▶ [TASK PROMPT]
Repeat the lines of the listing below exactly, starting at the line that contains "the girl's right hand" and running through the last line, both included, and only those.

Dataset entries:
* * *

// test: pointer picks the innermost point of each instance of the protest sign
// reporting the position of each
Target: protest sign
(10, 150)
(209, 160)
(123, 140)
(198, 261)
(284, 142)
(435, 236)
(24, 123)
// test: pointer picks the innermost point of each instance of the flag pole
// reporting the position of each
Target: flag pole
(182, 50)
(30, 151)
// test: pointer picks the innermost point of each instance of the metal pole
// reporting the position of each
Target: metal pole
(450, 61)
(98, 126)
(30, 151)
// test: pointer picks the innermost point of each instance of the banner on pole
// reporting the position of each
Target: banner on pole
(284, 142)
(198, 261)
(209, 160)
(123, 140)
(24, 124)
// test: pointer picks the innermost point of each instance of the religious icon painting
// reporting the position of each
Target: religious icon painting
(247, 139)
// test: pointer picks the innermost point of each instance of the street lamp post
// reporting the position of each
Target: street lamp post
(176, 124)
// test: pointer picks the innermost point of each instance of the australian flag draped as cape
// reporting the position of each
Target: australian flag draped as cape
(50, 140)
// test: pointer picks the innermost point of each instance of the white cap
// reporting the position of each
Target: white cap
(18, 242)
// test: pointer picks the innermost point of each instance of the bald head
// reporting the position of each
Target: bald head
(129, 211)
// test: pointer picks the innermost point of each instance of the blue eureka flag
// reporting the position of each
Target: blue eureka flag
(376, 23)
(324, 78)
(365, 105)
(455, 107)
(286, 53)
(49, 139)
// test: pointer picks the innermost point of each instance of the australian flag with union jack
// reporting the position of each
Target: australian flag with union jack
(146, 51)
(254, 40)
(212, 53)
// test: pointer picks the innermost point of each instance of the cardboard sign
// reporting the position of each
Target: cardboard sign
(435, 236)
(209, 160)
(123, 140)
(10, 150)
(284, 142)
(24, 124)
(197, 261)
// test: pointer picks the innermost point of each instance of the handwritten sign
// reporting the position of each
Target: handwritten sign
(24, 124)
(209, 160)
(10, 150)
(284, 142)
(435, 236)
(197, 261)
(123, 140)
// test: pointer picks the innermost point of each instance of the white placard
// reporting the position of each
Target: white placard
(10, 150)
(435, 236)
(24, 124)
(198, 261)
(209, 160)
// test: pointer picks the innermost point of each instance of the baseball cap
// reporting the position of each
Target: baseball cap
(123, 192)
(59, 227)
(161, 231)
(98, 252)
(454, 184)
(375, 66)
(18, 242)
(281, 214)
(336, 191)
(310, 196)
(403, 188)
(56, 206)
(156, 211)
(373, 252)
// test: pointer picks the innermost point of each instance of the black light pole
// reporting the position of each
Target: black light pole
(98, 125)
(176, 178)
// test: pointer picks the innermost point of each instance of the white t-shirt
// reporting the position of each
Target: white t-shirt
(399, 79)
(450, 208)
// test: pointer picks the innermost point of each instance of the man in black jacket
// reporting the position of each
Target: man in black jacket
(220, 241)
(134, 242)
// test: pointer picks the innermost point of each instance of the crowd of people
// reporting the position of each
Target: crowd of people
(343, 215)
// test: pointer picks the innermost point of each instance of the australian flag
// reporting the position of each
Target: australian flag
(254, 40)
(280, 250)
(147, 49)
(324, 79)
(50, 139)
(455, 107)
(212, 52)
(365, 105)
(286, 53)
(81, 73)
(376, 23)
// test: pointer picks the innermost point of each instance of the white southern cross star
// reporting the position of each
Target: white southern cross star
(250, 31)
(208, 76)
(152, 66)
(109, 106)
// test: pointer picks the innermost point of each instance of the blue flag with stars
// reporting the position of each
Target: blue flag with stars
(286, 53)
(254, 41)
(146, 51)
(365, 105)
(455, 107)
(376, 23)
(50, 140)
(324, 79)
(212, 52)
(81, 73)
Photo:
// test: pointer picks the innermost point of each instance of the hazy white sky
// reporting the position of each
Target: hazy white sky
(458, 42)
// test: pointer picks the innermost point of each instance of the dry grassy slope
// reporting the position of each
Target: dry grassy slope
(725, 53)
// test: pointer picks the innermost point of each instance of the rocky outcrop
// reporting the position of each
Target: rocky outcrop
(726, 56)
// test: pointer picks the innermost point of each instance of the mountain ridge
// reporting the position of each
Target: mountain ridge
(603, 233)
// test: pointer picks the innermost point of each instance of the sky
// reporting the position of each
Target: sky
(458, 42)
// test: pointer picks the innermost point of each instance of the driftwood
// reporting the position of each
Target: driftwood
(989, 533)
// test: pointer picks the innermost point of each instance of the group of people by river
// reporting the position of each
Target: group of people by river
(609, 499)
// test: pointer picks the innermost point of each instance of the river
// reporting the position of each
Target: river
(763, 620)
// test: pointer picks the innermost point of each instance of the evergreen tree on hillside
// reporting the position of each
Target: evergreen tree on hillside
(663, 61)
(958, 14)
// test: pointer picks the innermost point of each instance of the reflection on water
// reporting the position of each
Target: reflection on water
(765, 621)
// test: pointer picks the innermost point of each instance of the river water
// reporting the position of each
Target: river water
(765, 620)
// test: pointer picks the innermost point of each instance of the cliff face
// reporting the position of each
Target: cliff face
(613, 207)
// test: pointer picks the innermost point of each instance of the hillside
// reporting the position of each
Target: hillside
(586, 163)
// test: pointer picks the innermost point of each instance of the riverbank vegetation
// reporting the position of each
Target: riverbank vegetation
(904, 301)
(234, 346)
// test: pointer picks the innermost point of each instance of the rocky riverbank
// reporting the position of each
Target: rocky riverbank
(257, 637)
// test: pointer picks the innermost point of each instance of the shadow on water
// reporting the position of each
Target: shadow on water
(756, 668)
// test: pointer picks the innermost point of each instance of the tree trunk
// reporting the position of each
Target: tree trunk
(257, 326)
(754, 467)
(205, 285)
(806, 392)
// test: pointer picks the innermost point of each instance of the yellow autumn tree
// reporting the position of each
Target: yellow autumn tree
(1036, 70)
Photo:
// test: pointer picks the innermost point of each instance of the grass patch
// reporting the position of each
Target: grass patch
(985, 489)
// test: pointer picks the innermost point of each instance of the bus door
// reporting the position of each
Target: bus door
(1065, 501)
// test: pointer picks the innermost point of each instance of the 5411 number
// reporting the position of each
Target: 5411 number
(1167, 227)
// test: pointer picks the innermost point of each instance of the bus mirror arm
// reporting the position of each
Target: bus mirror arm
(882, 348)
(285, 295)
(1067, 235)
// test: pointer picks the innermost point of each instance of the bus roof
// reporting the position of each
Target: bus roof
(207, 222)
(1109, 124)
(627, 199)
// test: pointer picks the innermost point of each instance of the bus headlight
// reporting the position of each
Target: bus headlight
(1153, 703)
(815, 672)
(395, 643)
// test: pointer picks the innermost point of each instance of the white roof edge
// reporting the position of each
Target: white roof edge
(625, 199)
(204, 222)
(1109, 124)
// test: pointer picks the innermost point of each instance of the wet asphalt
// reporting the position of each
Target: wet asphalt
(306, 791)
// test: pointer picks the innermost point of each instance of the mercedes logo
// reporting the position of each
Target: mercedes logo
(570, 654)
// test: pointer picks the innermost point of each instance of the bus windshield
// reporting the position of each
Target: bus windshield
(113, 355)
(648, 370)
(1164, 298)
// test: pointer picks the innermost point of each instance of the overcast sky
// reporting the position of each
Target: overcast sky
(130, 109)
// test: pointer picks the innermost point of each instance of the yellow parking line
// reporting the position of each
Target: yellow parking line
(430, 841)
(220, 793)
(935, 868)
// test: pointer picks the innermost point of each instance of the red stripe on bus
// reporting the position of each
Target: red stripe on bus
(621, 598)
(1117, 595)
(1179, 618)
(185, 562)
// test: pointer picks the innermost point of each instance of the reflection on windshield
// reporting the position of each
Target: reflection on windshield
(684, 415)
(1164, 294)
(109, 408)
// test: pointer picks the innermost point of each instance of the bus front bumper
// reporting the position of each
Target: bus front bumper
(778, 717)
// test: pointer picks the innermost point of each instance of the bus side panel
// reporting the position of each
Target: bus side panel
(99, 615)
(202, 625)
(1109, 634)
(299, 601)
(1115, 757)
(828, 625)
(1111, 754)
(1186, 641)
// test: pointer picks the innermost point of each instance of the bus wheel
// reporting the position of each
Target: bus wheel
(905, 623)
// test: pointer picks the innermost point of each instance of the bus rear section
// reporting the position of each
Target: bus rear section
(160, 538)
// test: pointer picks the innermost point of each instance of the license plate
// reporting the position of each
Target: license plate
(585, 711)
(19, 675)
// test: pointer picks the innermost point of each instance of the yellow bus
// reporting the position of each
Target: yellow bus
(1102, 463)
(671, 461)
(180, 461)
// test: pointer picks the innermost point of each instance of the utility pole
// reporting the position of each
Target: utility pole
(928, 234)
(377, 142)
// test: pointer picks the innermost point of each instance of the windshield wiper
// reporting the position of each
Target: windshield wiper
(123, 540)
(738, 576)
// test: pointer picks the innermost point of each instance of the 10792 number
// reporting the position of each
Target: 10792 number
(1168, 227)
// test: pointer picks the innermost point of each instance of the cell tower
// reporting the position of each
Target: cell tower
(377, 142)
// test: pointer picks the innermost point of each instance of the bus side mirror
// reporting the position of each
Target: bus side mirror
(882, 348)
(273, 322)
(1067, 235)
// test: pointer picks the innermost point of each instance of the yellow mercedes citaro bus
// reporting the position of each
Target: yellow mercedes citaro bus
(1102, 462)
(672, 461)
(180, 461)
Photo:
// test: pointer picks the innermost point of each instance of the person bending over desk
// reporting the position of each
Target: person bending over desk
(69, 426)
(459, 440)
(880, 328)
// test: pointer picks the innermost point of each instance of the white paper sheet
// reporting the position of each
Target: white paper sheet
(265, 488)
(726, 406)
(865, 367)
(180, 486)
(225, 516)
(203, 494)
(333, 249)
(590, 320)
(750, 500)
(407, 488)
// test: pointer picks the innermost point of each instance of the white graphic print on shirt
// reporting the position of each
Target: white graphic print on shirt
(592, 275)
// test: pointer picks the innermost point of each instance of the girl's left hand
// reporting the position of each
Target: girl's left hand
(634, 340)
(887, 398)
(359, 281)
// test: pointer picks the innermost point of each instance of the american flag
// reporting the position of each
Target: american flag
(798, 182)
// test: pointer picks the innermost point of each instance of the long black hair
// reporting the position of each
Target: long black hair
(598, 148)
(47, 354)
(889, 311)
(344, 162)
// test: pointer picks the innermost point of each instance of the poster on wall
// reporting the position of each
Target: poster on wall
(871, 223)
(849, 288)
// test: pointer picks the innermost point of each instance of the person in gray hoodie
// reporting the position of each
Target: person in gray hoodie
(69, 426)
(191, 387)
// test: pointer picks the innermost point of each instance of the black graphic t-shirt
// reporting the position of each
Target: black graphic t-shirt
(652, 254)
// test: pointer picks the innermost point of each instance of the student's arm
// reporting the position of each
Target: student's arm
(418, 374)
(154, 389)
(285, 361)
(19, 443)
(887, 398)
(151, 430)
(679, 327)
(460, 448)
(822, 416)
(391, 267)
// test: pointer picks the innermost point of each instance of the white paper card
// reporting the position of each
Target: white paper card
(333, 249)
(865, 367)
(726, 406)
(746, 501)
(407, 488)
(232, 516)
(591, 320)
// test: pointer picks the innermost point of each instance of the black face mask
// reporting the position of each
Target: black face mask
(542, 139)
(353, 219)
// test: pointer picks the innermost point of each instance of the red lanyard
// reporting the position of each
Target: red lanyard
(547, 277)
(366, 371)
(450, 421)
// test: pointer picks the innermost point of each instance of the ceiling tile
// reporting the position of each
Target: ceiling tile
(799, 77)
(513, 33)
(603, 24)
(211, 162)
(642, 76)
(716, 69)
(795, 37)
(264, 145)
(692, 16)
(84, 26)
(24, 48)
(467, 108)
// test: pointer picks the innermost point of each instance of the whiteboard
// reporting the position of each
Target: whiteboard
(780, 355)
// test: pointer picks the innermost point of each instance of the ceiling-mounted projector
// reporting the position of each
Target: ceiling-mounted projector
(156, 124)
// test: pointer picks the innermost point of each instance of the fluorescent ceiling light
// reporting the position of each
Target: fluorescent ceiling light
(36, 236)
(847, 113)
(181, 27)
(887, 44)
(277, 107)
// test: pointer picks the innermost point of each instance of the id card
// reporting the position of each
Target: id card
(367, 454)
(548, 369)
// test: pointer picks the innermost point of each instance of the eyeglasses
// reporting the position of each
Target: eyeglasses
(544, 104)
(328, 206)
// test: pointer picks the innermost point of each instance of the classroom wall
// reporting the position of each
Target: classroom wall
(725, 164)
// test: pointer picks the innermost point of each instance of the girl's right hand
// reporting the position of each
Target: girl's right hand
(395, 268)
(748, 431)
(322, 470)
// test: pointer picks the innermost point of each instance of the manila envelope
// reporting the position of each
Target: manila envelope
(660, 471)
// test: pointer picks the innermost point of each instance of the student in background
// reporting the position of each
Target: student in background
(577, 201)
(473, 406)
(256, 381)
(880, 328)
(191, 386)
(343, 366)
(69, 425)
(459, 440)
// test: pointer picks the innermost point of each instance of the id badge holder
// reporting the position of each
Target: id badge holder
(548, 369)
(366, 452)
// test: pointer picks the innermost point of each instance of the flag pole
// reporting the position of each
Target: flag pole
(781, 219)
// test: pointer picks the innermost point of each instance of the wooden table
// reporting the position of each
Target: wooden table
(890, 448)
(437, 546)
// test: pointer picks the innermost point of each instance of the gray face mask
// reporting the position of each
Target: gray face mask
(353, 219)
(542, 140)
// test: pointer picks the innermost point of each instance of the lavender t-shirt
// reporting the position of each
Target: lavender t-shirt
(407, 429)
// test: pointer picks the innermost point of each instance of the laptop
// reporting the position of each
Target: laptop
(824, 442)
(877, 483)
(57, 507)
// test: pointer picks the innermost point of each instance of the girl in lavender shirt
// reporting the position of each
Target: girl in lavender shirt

* * *

▶ [FULL OUTPUT]
// test: pointer picks the innermost point of each instance of the girl's right hand
// reporting the position of each
Target: girl's right hand
(395, 268)
(748, 431)
(322, 470)
// test: pointer picks the innermost point of each instance of the manila envelope
// reporting the position of each
Target: manila envelope
(660, 471)
// test: pointer picks the innermost point of each instance of the student in background
// reporting the position of each
Target: student in background
(577, 201)
(473, 406)
(256, 381)
(880, 328)
(191, 386)
(343, 366)
(69, 425)
(459, 440)
// test: pointer picks the innermost point of each instance of the id badge holder
// reporting the position of each
Target: id badge holder
(548, 369)
(366, 452)
// test: pointer picks the innermost point of each instance of the flag pole
// reporting the position of each
Target: flag pole
(781, 219)
// test: pointer picks the innermost point of each instance of the wooden table
// reporting the position of each
Target: wooden table
(890, 448)
(437, 546)
// test: pointer picks the innermost point of each instance of the gray face mask
// reporting the position of each
Target: gray face mask
(353, 219)
(542, 140)
// test: pointer picks the innermost point of each instance of the lavender t-shirt
// reporting the position of each
Target: lavender t-shirt
(407, 429)
// test: pointer picks the innermost point of each instance of the laptop
// reporting the position of each
Target: laptop
(824, 442)
(877, 483)
(57, 507)
// test: pointer picks the innermost point of each instance of the girl in lavender shirt
// reporting the position of each
Target: girl in lavender shirt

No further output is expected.